TEXTE SOURCE —
En le regardant ainsi penché dans la cale, je me sens soudainement envahie d'une grande tendresse amoureuse pour lui. C'est dans ces bras-là que je veux pouvoir me bercer au couchant de ma vie. Dans toutes les sphères de sa vie, le Capitaine est constance. Cette unique pensée calme mes tourments. Je sais qu'il est heureux là où il se trouve, et de le savoir ainsi me rend heureuse également.

Dix années ont passé et je retrouve cette même routine à la Galerie. Lundi, c’est l’accrochage. Les ateliers se succèdent. Jeudi, les vernissages. Vendredi, nous recevons les toiles pour l’exposition suivante. Nous montons la salle pour les ateliers : installer les chevalets, entrer et sortir les tables, mettre tout le matériel nécessaire disponible, répondre aux courriels, faire la mise à jour du site Web, se texter, se faire un café. Gérer les contrats, acheter le matériel et payer les factures, se faire un café. S’échanger des bisous, tenir les réunions de mises à jour, aller chez l’imprimeur, se faire un café. Trouver des nouvelles idées pour renouveler les ateliers, échanger, se raconter nos vies, se texter, se faire un café. Recevoir les gens avec notre plus beau sourire, leur offrir un café, et j’en passe… La passion s'entretient au quotidien, par des petits gestes banals, sans coup d'éclat. De nous voir aller ainsi, mon associée et moi, me rend heureuse.

EXERCICE ÉCRIT —
Selon le texte source, quel jour ont lieu les vernissages à la Galerie ?

DONNÉES ENREGISTRÉES —
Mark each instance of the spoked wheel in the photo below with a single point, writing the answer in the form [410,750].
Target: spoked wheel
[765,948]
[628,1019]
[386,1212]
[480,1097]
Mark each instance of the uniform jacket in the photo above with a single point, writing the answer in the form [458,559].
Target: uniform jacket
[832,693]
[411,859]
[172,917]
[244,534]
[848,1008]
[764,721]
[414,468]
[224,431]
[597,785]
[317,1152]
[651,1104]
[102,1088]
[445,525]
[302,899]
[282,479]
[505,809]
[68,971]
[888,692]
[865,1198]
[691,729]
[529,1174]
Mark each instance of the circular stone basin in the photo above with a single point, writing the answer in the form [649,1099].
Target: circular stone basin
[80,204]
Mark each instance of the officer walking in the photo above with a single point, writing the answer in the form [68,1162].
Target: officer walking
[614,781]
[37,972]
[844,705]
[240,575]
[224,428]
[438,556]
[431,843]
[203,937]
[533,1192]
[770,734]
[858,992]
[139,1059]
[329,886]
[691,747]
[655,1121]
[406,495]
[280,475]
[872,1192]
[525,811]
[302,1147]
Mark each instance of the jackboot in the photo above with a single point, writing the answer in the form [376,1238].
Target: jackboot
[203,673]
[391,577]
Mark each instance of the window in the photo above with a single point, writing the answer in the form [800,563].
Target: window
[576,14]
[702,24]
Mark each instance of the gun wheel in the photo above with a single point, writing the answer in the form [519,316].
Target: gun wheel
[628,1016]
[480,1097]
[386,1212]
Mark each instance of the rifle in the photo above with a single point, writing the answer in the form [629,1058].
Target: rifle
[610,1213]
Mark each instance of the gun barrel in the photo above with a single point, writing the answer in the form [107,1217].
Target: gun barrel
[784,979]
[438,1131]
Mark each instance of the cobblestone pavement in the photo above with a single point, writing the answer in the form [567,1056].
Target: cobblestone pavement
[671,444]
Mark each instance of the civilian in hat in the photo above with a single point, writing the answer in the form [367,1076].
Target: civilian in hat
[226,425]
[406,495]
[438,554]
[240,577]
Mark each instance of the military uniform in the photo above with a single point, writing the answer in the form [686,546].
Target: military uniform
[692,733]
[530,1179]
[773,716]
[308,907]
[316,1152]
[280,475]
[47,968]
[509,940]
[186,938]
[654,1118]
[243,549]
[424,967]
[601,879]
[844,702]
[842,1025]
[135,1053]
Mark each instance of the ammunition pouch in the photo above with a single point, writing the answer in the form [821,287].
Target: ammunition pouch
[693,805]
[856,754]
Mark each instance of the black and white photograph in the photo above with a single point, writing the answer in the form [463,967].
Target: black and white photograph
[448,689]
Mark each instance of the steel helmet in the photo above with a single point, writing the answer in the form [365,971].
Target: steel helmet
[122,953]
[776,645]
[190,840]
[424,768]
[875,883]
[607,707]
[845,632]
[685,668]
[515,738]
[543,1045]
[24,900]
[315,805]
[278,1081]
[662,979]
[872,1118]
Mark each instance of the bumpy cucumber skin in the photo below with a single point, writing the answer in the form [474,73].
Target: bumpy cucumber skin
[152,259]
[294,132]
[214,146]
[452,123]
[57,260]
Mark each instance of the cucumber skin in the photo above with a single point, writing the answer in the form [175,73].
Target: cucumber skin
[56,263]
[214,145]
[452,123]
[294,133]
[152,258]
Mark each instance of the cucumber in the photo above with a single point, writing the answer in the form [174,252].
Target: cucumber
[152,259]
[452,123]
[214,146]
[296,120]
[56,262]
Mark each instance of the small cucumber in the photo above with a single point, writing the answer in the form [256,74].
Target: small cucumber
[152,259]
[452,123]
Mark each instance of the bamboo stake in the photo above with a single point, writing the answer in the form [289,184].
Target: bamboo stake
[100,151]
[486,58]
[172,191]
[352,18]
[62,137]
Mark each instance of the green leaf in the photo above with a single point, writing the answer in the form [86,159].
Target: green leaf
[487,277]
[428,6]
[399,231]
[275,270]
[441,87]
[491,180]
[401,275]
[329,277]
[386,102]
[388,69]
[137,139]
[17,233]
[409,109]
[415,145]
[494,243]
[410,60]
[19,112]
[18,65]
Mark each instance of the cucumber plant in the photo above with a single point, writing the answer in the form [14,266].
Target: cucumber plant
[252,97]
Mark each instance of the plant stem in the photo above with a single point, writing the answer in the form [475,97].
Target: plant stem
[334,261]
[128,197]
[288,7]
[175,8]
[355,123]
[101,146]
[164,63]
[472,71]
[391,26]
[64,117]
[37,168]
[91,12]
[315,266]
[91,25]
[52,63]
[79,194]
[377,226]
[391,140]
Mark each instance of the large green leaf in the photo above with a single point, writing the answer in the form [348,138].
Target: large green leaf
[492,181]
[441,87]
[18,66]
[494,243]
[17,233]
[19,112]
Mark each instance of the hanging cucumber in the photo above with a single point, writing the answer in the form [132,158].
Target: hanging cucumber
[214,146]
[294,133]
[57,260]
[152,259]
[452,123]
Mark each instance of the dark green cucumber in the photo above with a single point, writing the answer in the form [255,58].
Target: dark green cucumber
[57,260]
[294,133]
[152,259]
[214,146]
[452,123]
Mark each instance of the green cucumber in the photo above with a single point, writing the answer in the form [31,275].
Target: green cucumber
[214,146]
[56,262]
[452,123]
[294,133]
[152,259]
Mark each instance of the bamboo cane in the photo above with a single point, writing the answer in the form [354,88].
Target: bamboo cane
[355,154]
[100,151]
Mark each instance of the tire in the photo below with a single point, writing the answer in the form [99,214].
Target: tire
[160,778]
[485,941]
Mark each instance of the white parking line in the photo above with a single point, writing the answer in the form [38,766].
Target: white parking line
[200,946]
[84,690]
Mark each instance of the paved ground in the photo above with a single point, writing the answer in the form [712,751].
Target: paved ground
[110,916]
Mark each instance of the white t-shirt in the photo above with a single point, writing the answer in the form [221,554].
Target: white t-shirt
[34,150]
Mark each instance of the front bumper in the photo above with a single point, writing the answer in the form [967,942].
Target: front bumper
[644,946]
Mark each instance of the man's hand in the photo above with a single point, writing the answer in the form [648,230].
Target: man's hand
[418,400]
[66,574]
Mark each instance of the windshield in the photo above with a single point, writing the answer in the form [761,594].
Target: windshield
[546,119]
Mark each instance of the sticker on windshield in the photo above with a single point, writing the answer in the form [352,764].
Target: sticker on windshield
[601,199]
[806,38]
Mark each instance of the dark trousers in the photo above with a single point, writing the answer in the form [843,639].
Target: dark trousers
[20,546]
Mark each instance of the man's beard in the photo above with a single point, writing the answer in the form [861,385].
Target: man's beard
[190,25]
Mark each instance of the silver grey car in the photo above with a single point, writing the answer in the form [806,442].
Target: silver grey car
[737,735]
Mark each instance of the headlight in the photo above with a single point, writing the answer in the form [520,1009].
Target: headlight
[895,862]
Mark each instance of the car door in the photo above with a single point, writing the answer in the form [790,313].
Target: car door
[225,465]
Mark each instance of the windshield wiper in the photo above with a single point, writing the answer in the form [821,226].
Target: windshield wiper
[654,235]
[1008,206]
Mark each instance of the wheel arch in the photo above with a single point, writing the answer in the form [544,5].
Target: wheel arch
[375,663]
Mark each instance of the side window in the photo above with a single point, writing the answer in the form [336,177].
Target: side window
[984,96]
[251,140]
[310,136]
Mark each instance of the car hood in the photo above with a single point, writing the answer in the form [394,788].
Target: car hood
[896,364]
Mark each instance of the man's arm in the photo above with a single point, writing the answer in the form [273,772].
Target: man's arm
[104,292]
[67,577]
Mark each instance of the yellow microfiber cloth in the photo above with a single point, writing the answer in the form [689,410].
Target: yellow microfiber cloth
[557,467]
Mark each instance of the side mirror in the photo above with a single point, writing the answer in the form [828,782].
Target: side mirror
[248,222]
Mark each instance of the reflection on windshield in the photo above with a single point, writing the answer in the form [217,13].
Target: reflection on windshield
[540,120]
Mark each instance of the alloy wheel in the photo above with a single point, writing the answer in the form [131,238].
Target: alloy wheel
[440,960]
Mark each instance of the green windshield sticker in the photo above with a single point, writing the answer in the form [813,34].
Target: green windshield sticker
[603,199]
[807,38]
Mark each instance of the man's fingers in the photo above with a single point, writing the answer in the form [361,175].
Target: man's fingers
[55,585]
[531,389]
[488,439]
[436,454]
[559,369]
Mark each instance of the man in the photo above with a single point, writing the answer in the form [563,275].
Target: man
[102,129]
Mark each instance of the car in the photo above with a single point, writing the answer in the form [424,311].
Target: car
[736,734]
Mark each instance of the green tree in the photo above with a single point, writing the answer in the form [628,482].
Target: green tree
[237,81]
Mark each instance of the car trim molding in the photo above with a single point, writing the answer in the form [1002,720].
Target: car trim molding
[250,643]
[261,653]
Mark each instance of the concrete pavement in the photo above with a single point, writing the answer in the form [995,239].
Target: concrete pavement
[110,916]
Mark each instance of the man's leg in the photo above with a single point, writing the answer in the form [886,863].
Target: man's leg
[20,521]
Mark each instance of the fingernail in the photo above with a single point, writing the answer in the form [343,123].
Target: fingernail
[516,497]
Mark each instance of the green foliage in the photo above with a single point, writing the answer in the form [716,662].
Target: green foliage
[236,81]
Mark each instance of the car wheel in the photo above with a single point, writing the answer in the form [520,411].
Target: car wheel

RÉPONSE —
Le jeudi.